Render all of the material below as a JSON list of strings, one string per line, leaving out any blank lines.

(Object detection data)
-- begin --

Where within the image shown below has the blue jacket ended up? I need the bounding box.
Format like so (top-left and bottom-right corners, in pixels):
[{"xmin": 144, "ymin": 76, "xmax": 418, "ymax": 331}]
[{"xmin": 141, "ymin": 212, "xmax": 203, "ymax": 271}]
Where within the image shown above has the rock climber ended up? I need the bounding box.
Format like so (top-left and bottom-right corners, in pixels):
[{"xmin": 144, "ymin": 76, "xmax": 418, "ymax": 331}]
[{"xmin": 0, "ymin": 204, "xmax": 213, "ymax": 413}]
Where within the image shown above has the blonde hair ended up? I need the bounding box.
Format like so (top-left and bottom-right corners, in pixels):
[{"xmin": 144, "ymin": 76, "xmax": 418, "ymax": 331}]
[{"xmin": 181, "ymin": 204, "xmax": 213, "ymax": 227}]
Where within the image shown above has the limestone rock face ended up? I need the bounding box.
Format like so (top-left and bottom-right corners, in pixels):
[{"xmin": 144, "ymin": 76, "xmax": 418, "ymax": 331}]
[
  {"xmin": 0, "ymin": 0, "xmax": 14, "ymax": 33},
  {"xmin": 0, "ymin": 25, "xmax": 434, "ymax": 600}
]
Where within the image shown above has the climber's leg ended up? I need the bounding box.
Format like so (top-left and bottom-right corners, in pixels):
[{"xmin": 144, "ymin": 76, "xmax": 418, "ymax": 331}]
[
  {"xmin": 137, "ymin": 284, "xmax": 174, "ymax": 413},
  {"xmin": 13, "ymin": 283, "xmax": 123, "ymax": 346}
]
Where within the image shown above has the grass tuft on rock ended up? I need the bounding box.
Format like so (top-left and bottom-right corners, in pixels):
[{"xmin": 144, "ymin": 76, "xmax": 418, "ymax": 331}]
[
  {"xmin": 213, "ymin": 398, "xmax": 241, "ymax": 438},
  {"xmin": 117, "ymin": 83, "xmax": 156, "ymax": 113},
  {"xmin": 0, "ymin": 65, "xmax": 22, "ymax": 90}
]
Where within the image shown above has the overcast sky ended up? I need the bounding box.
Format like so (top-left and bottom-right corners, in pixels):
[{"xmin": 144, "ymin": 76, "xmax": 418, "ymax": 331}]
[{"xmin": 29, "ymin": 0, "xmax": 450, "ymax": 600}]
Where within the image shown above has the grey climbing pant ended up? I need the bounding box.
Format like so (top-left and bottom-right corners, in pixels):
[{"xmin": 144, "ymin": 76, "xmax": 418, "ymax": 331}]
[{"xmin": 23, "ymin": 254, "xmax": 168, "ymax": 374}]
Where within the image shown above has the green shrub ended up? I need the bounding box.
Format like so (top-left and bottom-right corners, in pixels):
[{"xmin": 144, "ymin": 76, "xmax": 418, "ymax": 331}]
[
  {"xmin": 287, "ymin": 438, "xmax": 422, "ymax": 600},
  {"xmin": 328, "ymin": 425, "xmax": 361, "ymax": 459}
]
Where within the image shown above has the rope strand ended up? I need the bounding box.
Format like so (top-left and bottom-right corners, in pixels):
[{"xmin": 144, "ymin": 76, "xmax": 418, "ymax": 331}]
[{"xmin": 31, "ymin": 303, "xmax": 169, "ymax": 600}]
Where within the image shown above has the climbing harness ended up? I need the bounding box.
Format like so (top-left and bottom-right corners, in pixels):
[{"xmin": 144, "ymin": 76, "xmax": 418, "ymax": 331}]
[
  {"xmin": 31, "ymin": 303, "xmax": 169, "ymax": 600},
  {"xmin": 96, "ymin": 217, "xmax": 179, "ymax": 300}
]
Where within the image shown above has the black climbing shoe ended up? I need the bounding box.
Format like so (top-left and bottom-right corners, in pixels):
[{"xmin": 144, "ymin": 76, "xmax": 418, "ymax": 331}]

-- end --

■ Output ■
[
  "Where within the image shown below has the blue jacket ended up? I need the bounding box.",
  "Format like so (top-left and bottom-right corners, in pixels):",
  "[{\"xmin\": 144, \"ymin\": 76, \"xmax\": 418, \"ymax\": 331}]",
  "[{\"xmin\": 141, \"ymin\": 212, \"xmax\": 203, \"ymax\": 271}]",
  "Where within the image shown above has the rock climber ended up? I need the bounding box.",
  "Format like so (top-left and bottom-right corners, in pixels):",
  "[{\"xmin\": 144, \"ymin\": 76, \"xmax\": 418, \"ymax\": 331}]",
  "[{\"xmin\": 0, \"ymin\": 204, \"xmax\": 213, \"ymax\": 413}]",
  "Where within the image shown above has the blonde hair ended up? I need the bounding box.",
  "Format like so (top-left and bottom-right corners, in pixels):",
  "[{\"xmin\": 144, \"ymin\": 76, \"xmax\": 418, \"ymax\": 331}]",
  "[{\"xmin\": 181, \"ymin\": 204, \"xmax\": 213, \"ymax\": 227}]",
  "Where within the image shown above has the limestone rock face ended up? I need the bounding box.",
  "Format like so (top-left and bottom-right corners, in pixels):",
  "[{\"xmin\": 144, \"ymin\": 76, \"xmax\": 418, \"ymax\": 331}]",
  "[",
  "  {\"xmin\": 0, \"ymin\": 0, \"xmax\": 14, \"ymax\": 33},",
  "  {\"xmin\": 0, \"ymin\": 25, \"xmax\": 434, \"ymax\": 600}",
  "]",
  "Where within the image shown above has the climber's leg ended up? I need the bounding box.",
  "Format like so (top-left and bottom-right corners, in pixels):",
  "[{\"xmin\": 144, \"ymin\": 76, \"xmax\": 418, \"ymax\": 331}]",
  "[",
  "  {\"xmin\": 137, \"ymin\": 284, \"xmax\": 174, \"ymax\": 413},",
  "  {\"xmin\": 13, \"ymin\": 283, \"xmax\": 123, \"ymax\": 346}",
  "]",
  "Where within the image shown above has the grass tuft on rock ended up? I need the bounding box.",
  "Format like so (top-left and bottom-right corners, in pixels):",
  "[{\"xmin\": 144, \"ymin\": 76, \"xmax\": 418, \"ymax\": 331}]",
  "[",
  "  {\"xmin\": 213, \"ymin\": 398, \"xmax\": 241, \"ymax\": 438},",
  "  {\"xmin\": 117, \"ymin\": 83, \"xmax\": 156, \"ymax\": 113},",
  "  {\"xmin\": 0, \"ymin\": 65, \"xmax\": 22, \"ymax\": 90}",
  "]",
  "Where within the image shown above has the overcast sky ended up? I need the bounding box.",
  "Format like so (top-left and bottom-right corners, in pixels):",
  "[{\"xmin\": 144, \"ymin\": 76, \"xmax\": 418, \"ymax\": 331}]",
  "[{\"xmin\": 29, \"ymin\": 0, \"xmax\": 450, \"ymax\": 600}]",
  "Where within the image shown above has the grey climbing pant ended up? I need the bounding box.",
  "Format like so (top-left and bottom-right corners, in pixels):",
  "[{\"xmin\": 144, \"ymin\": 76, \"xmax\": 418, \"ymax\": 331}]",
  "[{\"xmin\": 23, \"ymin\": 254, \"xmax\": 168, \"ymax\": 374}]",
  "Where within the image shown above has the green shrub ended up? I need the bounding box.",
  "Format like so (top-left and bottom-right corners, in pixels):",
  "[{\"xmin\": 144, \"ymin\": 76, \"xmax\": 418, \"ymax\": 331}]",
  "[",
  "  {\"xmin\": 287, \"ymin\": 438, \"xmax\": 422, \"ymax\": 600},",
  "  {\"xmin\": 328, \"ymin\": 425, \"xmax\": 361, \"ymax\": 459}",
  "]",
  "Where within the image shown above has the rope strand ended up? I need the bounding box.",
  "Format like so (top-left and bottom-right corners, in pixels):",
  "[{\"xmin\": 144, \"ymin\": 76, \"xmax\": 418, \"ymax\": 331}]",
  "[{\"xmin\": 31, \"ymin\": 303, \"xmax\": 169, \"ymax\": 600}]",
  "Where within the image shown above has the climbing harness ended up? I need the bounding box.",
  "Format like so (top-left and bottom-right corners, in pixels):",
  "[{\"xmin\": 144, \"ymin\": 76, \"xmax\": 418, \"ymax\": 331}]",
  "[",
  "  {\"xmin\": 31, \"ymin\": 303, \"xmax\": 169, \"ymax\": 600},",
  "  {\"xmin\": 96, \"ymin\": 217, \"xmax\": 179, \"ymax\": 300}",
  "]",
  "Where within the image shown above has the black climbing shoe ended up? I need the bounding box.",
  "Format like so (top-left and bottom-right corners, in pixels):",
  "[{\"xmin\": 144, \"ymin\": 76, \"xmax\": 418, \"ymax\": 331}]"
]